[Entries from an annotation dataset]

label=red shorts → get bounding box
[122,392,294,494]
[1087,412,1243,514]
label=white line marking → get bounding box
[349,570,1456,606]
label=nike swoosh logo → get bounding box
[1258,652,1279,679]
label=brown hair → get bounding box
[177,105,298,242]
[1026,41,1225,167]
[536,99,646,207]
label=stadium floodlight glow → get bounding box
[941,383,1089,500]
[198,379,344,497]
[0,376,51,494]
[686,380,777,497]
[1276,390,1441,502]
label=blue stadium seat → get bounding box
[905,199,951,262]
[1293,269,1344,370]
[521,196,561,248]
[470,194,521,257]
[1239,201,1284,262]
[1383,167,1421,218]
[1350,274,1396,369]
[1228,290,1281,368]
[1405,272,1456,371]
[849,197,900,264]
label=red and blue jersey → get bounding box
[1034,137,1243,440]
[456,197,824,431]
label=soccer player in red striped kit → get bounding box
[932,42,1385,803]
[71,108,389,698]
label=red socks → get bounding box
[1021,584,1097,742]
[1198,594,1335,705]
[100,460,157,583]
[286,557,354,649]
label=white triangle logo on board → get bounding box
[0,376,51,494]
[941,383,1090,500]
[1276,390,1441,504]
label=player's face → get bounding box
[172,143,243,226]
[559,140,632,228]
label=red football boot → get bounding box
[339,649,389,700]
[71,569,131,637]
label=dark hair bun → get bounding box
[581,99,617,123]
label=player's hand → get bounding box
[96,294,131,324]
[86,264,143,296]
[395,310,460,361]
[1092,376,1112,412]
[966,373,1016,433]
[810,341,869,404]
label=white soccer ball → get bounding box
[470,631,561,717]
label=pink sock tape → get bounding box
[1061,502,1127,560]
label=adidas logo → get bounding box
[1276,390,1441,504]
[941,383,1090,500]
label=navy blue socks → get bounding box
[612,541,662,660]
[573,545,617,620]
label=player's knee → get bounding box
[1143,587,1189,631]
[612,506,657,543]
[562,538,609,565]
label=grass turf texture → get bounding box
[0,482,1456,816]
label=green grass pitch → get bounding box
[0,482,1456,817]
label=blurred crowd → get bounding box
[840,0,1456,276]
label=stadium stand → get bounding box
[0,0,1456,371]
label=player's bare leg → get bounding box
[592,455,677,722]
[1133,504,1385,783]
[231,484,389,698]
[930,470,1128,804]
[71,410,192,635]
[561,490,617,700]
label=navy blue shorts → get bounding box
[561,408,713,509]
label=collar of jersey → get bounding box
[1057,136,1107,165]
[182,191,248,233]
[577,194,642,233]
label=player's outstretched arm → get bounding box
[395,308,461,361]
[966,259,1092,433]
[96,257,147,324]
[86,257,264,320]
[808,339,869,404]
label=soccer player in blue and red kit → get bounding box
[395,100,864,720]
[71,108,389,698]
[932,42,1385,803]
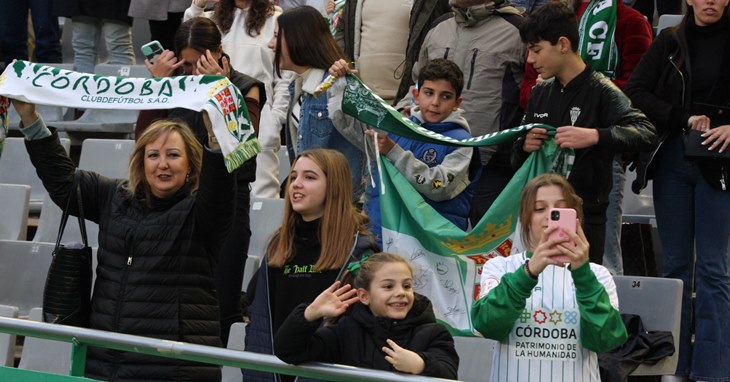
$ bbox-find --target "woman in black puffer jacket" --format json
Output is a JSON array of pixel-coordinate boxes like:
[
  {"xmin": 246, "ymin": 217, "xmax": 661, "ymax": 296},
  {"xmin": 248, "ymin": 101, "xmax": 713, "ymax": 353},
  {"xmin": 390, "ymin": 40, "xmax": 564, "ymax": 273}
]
[{"xmin": 13, "ymin": 101, "xmax": 235, "ymax": 382}]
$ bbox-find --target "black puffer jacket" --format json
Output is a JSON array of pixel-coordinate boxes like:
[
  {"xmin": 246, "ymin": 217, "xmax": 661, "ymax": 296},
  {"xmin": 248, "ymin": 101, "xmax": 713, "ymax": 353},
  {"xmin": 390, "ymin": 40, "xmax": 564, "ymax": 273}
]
[
  {"xmin": 274, "ymin": 294, "xmax": 459, "ymax": 379},
  {"xmin": 26, "ymin": 130, "xmax": 235, "ymax": 381},
  {"xmin": 625, "ymin": 16, "xmax": 730, "ymax": 194}
]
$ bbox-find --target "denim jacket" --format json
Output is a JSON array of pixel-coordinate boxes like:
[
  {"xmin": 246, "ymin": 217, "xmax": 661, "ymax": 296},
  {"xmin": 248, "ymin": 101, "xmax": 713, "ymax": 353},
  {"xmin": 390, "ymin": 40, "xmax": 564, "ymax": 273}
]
[{"xmin": 285, "ymin": 69, "xmax": 366, "ymax": 201}]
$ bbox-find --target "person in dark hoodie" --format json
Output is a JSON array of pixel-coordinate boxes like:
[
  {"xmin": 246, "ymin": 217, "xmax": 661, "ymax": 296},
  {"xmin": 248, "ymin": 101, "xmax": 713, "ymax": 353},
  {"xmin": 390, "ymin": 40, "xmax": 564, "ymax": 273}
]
[{"xmin": 274, "ymin": 252, "xmax": 459, "ymax": 379}]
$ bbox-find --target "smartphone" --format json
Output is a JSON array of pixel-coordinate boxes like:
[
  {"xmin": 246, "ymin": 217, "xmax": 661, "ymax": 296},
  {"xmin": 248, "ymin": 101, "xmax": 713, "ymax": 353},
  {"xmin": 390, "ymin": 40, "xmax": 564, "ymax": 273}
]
[
  {"xmin": 548, "ymin": 208, "xmax": 577, "ymax": 263},
  {"xmin": 142, "ymin": 40, "xmax": 165, "ymax": 61}
]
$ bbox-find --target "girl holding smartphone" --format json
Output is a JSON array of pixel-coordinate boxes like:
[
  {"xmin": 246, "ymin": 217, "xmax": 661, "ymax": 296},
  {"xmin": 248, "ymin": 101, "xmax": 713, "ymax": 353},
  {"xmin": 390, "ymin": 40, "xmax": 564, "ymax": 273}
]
[{"xmin": 471, "ymin": 174, "xmax": 627, "ymax": 381}]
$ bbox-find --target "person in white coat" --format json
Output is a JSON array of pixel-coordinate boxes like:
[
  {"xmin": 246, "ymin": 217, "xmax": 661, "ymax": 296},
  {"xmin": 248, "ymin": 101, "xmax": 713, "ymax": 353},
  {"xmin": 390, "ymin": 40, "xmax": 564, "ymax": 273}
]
[{"xmin": 183, "ymin": 0, "xmax": 293, "ymax": 198}]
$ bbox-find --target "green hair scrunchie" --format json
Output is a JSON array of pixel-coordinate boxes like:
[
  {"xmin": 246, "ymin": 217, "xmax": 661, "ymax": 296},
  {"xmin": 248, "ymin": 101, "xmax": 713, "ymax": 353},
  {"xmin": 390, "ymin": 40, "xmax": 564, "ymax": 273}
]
[{"xmin": 347, "ymin": 252, "xmax": 372, "ymax": 276}]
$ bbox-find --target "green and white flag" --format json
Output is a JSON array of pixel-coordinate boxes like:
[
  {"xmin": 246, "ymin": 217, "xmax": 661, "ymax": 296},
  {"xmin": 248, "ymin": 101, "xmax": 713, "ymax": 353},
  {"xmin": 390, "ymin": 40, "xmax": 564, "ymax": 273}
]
[
  {"xmin": 380, "ymin": 139, "xmax": 559, "ymax": 336},
  {"xmin": 0, "ymin": 61, "xmax": 261, "ymax": 172},
  {"xmin": 342, "ymin": 76, "xmax": 574, "ymax": 336}
]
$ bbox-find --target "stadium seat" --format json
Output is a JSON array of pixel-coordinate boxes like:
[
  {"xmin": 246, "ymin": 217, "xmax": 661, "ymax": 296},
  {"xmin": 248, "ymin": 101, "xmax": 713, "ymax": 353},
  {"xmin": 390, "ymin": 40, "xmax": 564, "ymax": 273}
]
[
  {"xmin": 221, "ymin": 322, "xmax": 246, "ymax": 382},
  {"xmin": 278, "ymin": 146, "xmax": 291, "ymax": 184},
  {"xmin": 613, "ymin": 276, "xmax": 682, "ymax": 376},
  {"xmin": 0, "ymin": 184, "xmax": 30, "ymax": 240},
  {"xmin": 0, "ymin": 305, "xmax": 18, "ymax": 367},
  {"xmin": 0, "ymin": 240, "xmax": 54, "ymax": 316},
  {"xmin": 0, "ymin": 138, "xmax": 71, "ymax": 213},
  {"xmin": 248, "ymin": 198, "xmax": 284, "ymax": 258},
  {"xmin": 241, "ymin": 256, "xmax": 261, "ymax": 292},
  {"xmin": 18, "ymin": 308, "xmax": 71, "ymax": 375},
  {"xmin": 33, "ymin": 138, "xmax": 134, "ymax": 247},
  {"xmin": 454, "ymin": 337, "xmax": 498, "ymax": 381},
  {"xmin": 33, "ymin": 194, "xmax": 99, "ymax": 247},
  {"xmin": 79, "ymin": 138, "xmax": 134, "ymax": 179}
]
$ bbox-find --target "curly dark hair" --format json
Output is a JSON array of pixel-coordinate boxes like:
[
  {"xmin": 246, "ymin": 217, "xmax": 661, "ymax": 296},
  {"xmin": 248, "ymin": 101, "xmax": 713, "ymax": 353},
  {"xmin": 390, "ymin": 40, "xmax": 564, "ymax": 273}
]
[
  {"xmin": 213, "ymin": 0, "xmax": 274, "ymax": 37},
  {"xmin": 519, "ymin": 3, "xmax": 580, "ymax": 52}
]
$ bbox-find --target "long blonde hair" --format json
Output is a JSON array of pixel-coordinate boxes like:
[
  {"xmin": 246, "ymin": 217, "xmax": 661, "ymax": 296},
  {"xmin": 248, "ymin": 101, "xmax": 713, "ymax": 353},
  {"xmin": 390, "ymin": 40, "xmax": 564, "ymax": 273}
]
[
  {"xmin": 266, "ymin": 149, "xmax": 370, "ymax": 271},
  {"xmin": 520, "ymin": 173, "xmax": 583, "ymax": 248}
]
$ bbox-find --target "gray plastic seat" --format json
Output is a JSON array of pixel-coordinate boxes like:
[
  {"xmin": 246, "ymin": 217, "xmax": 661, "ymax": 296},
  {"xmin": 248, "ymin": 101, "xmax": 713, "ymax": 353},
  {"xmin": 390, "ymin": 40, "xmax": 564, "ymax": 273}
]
[
  {"xmin": 0, "ymin": 184, "xmax": 30, "ymax": 240},
  {"xmin": 454, "ymin": 337, "xmax": 499, "ymax": 381},
  {"xmin": 613, "ymin": 276, "xmax": 682, "ymax": 376},
  {"xmin": 18, "ymin": 308, "xmax": 72, "ymax": 375},
  {"xmin": 79, "ymin": 138, "xmax": 134, "ymax": 179},
  {"xmin": 33, "ymin": 138, "xmax": 134, "ymax": 247},
  {"xmin": 248, "ymin": 198, "xmax": 284, "ymax": 258},
  {"xmin": 277, "ymin": 146, "xmax": 291, "ymax": 185},
  {"xmin": 0, "ymin": 138, "xmax": 71, "ymax": 213},
  {"xmin": 33, "ymin": 194, "xmax": 99, "ymax": 247},
  {"xmin": 0, "ymin": 240, "xmax": 54, "ymax": 316},
  {"xmin": 241, "ymin": 198, "xmax": 284, "ymax": 291},
  {"xmin": 221, "ymin": 322, "xmax": 246, "ymax": 382},
  {"xmin": 0, "ymin": 305, "xmax": 18, "ymax": 367}
]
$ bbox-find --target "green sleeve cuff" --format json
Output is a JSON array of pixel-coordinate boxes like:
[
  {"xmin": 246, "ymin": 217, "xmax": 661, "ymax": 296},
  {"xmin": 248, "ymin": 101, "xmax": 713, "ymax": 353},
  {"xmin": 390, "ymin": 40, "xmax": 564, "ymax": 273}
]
[
  {"xmin": 570, "ymin": 262, "xmax": 603, "ymax": 296},
  {"xmin": 512, "ymin": 265, "xmax": 537, "ymax": 298}
]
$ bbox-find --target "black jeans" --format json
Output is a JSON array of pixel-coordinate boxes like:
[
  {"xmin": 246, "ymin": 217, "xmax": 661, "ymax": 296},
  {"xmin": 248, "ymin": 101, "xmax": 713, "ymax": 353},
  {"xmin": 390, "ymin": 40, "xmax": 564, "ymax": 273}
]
[{"xmin": 215, "ymin": 172, "xmax": 255, "ymax": 346}]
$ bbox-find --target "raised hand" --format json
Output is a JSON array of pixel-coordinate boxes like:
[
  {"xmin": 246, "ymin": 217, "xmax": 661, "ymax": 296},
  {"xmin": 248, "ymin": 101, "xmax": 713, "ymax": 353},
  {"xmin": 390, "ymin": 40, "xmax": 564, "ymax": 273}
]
[
  {"xmin": 702, "ymin": 125, "xmax": 730, "ymax": 153},
  {"xmin": 365, "ymin": 130, "xmax": 395, "ymax": 155},
  {"xmin": 10, "ymin": 99, "xmax": 40, "ymax": 127},
  {"xmin": 197, "ymin": 49, "xmax": 231, "ymax": 77},
  {"xmin": 556, "ymin": 221, "xmax": 590, "ymax": 269},
  {"xmin": 144, "ymin": 49, "xmax": 185, "ymax": 78},
  {"xmin": 382, "ymin": 340, "xmax": 426, "ymax": 374},
  {"xmin": 304, "ymin": 281, "xmax": 360, "ymax": 321}
]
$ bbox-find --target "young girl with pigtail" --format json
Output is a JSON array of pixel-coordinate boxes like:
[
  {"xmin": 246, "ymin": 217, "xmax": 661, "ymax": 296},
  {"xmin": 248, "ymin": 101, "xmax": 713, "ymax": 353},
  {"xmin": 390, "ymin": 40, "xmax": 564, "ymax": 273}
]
[{"xmin": 274, "ymin": 252, "xmax": 459, "ymax": 379}]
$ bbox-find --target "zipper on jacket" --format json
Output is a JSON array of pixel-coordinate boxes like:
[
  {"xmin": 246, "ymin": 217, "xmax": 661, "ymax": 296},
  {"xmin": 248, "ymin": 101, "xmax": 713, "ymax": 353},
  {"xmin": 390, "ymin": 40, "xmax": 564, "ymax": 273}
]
[
  {"xmin": 466, "ymin": 48, "xmax": 479, "ymax": 89},
  {"xmin": 720, "ymin": 164, "xmax": 727, "ymax": 191}
]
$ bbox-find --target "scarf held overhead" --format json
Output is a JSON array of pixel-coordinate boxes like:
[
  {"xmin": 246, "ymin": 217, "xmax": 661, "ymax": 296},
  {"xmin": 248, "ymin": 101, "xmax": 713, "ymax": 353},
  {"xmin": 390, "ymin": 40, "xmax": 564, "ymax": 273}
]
[
  {"xmin": 578, "ymin": 0, "xmax": 619, "ymax": 79},
  {"xmin": 0, "ymin": 61, "xmax": 261, "ymax": 172},
  {"xmin": 342, "ymin": 76, "xmax": 575, "ymax": 336}
]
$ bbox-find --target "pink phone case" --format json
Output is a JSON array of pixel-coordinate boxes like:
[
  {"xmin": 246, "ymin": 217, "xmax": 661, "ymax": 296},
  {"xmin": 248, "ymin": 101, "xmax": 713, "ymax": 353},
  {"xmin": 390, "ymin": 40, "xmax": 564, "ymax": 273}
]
[{"xmin": 548, "ymin": 208, "xmax": 577, "ymax": 263}]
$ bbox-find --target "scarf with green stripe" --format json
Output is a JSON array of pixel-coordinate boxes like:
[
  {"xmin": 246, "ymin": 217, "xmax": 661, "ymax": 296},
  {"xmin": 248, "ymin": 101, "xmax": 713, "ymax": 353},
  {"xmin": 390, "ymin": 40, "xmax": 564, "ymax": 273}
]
[
  {"xmin": 578, "ymin": 0, "xmax": 619, "ymax": 79},
  {"xmin": 0, "ymin": 61, "xmax": 261, "ymax": 172}
]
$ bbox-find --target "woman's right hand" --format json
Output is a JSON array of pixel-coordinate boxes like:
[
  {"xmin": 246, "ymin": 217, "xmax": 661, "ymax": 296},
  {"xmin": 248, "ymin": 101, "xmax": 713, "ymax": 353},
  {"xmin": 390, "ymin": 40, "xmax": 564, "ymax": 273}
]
[
  {"xmin": 11, "ymin": 99, "xmax": 40, "ymax": 127},
  {"xmin": 144, "ymin": 49, "xmax": 185, "ymax": 78},
  {"xmin": 304, "ymin": 281, "xmax": 360, "ymax": 321},
  {"xmin": 529, "ymin": 227, "xmax": 569, "ymax": 276},
  {"xmin": 687, "ymin": 115, "xmax": 710, "ymax": 131}
]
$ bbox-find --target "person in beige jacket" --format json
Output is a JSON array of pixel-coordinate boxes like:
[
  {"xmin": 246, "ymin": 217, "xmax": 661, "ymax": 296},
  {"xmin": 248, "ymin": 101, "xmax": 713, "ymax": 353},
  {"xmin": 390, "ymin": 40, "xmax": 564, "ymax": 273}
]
[{"xmin": 396, "ymin": 0, "xmax": 526, "ymax": 226}]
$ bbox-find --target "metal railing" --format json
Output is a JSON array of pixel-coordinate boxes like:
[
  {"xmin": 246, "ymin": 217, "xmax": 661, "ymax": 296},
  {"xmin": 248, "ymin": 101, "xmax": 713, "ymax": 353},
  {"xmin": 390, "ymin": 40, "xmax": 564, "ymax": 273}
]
[{"xmin": 0, "ymin": 317, "xmax": 450, "ymax": 382}]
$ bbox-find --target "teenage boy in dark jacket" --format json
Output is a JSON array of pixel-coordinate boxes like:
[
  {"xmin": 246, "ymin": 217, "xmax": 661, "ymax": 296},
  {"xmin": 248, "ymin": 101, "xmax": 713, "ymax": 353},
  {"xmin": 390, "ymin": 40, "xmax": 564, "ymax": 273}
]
[{"xmin": 512, "ymin": 3, "xmax": 656, "ymax": 264}]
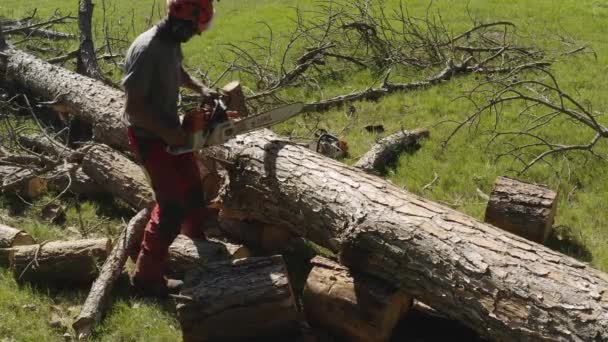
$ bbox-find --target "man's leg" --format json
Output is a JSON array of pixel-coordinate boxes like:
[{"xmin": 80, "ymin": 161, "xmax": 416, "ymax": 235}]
[{"xmin": 130, "ymin": 130, "xmax": 186, "ymax": 295}]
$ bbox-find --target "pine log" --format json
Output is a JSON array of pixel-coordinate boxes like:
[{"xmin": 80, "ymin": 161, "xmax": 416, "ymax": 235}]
[
  {"xmin": 0, "ymin": 166, "xmax": 48, "ymax": 199},
  {"xmin": 0, "ymin": 46, "xmax": 128, "ymax": 151},
  {"xmin": 0, "ymin": 224, "xmax": 36, "ymax": 267},
  {"xmin": 169, "ymin": 235, "xmax": 251, "ymax": 279},
  {"xmin": 354, "ymin": 128, "xmax": 429, "ymax": 174},
  {"xmin": 82, "ymin": 145, "xmax": 154, "ymax": 210},
  {"xmin": 72, "ymin": 209, "xmax": 150, "ymax": 339},
  {"xmin": 485, "ymin": 177, "xmax": 557, "ymax": 244},
  {"xmin": 9, "ymin": 239, "xmax": 112, "ymax": 286},
  {"xmin": 303, "ymin": 257, "xmax": 413, "ymax": 342},
  {"xmin": 177, "ymin": 256, "xmax": 297, "ymax": 342},
  {"xmin": 208, "ymin": 131, "xmax": 608, "ymax": 340},
  {"xmin": 0, "ymin": 224, "xmax": 36, "ymax": 248}
]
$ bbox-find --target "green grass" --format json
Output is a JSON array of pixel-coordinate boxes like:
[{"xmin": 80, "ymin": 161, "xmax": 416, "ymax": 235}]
[{"xmin": 0, "ymin": 0, "xmax": 608, "ymax": 341}]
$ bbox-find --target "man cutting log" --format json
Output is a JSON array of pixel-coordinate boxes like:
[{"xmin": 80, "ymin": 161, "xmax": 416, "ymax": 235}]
[{"xmin": 123, "ymin": 0, "xmax": 216, "ymax": 296}]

TASK GOAL: Render the entries above as a numbered list, from the first line through the line containing "[286,557,354,649]", with both ends included and blank lines omitted.

COMPLETED TASK:
1. label=red shorts → get bounding box
2. [122,392,294,494]
3. [1087,412,1243,514]
4. label=white line marking → get bounding box
5. [349,570,1456,606]
6. label=nike swoosh logo → get bounding box
7. [1258,652,1279,679]
8. label=brown hair → get bounding box
9. [177,105,298,242]
10. [1026,41,1225,167]
11. [536,99,646,207]
12. label=stadium floodlight glow → get bounding box
13. [941,383,1089,500]
14. [198,379,344,497]
15. [0,376,51,494]
16. [686,380,777,497]
17. [1276,390,1441,502]
18. label=blue stadium seat → get bounding box
19. [905,199,951,262]
20. [1293,269,1344,370]
21. [521,196,561,248]
22. [470,194,521,257]
23. [1239,201,1284,262]
24. [1383,167,1421,218]
25. [1350,274,1396,369]
26. [1228,290,1281,368]
27. [1405,272,1456,371]
28. [849,197,900,264]
29. label=red and blue jersey → get bounding box
30. [1034,137,1243,440]
31. [456,197,824,431]
32. label=soccer player in red striped kit → get bounding box
33. [932,42,1385,803]
34. [71,108,389,698]
35. label=red socks → get bounding box
36. [1021,584,1097,742]
37. [1198,594,1335,705]
38. [100,460,157,583]
39. [286,557,354,649]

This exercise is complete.